**Data provided**:
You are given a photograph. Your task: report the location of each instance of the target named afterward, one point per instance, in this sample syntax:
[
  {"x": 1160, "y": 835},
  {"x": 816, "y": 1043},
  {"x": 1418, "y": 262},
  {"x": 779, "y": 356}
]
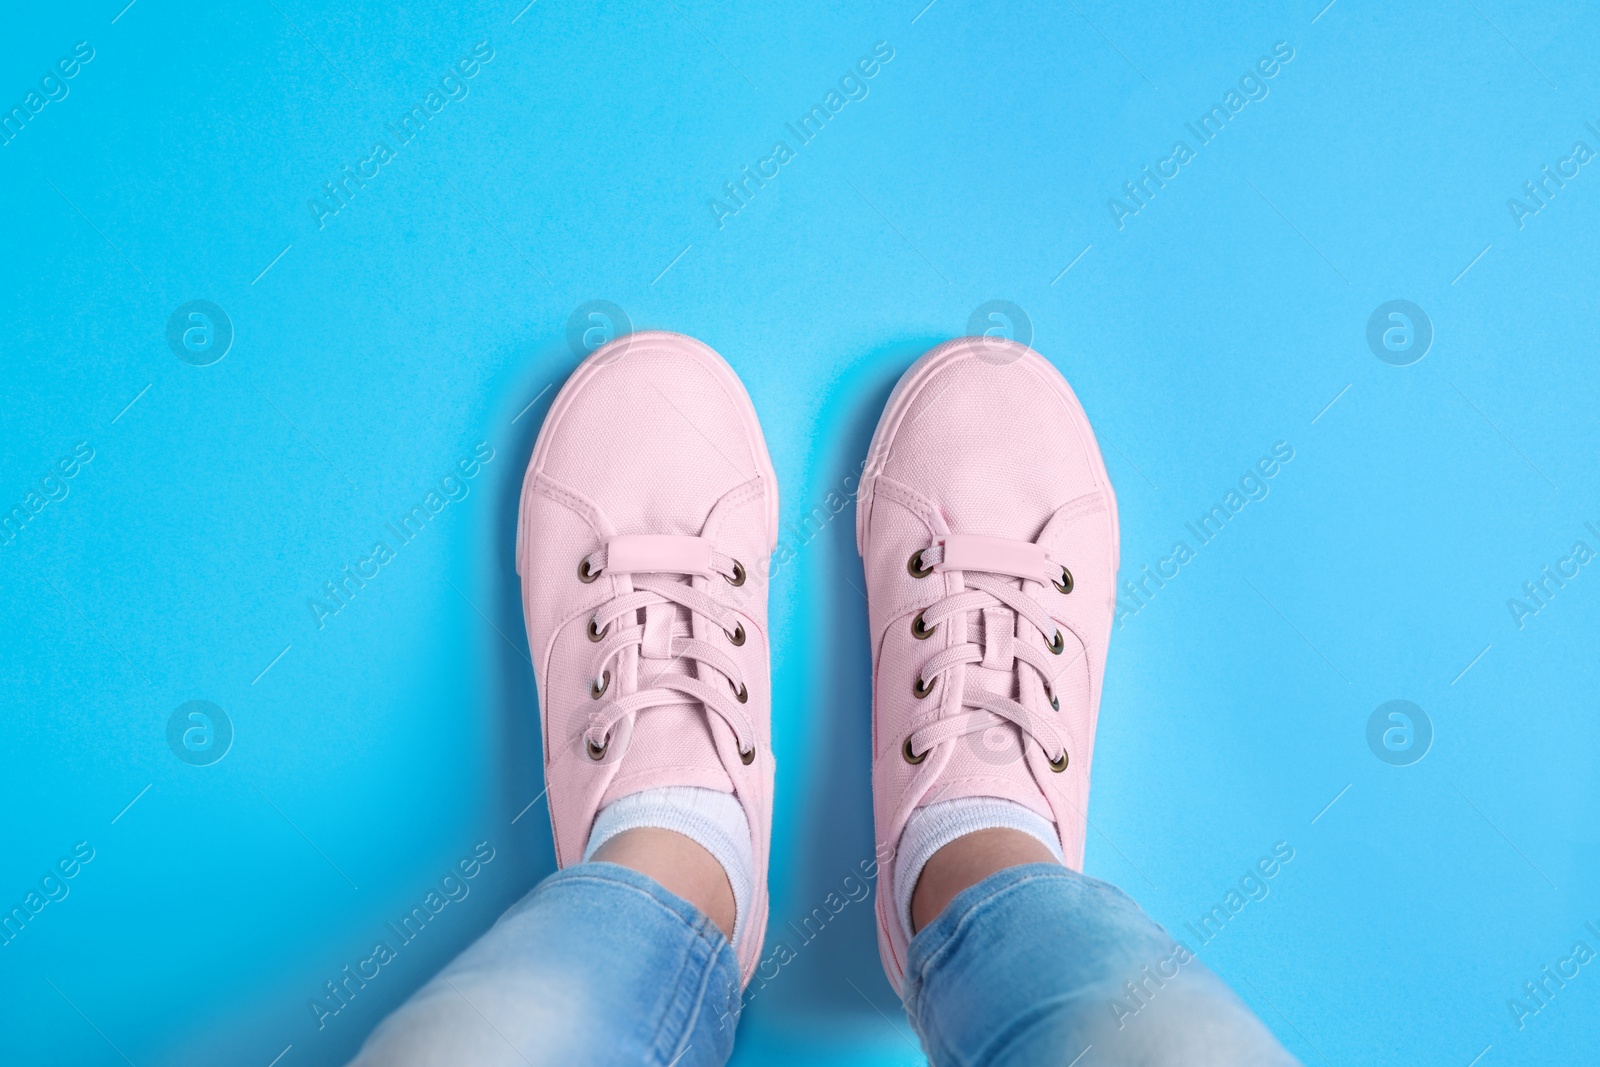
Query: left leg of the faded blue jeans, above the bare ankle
[{"x": 598, "y": 965}]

**Exercise aim**: The copy must match every line of the data exactly and contain no pictures.

**Reply to the task**:
You are given a photograph. Your task: report the location of each instance of the target named afterward, one point per instance, in this sample syntax:
[
  {"x": 1160, "y": 835},
  {"x": 816, "y": 1043},
  {"x": 1418, "y": 262},
  {"x": 779, "y": 356}
]
Query: left leg of the faded blue jeans, above the bare ankle
[{"x": 598, "y": 965}]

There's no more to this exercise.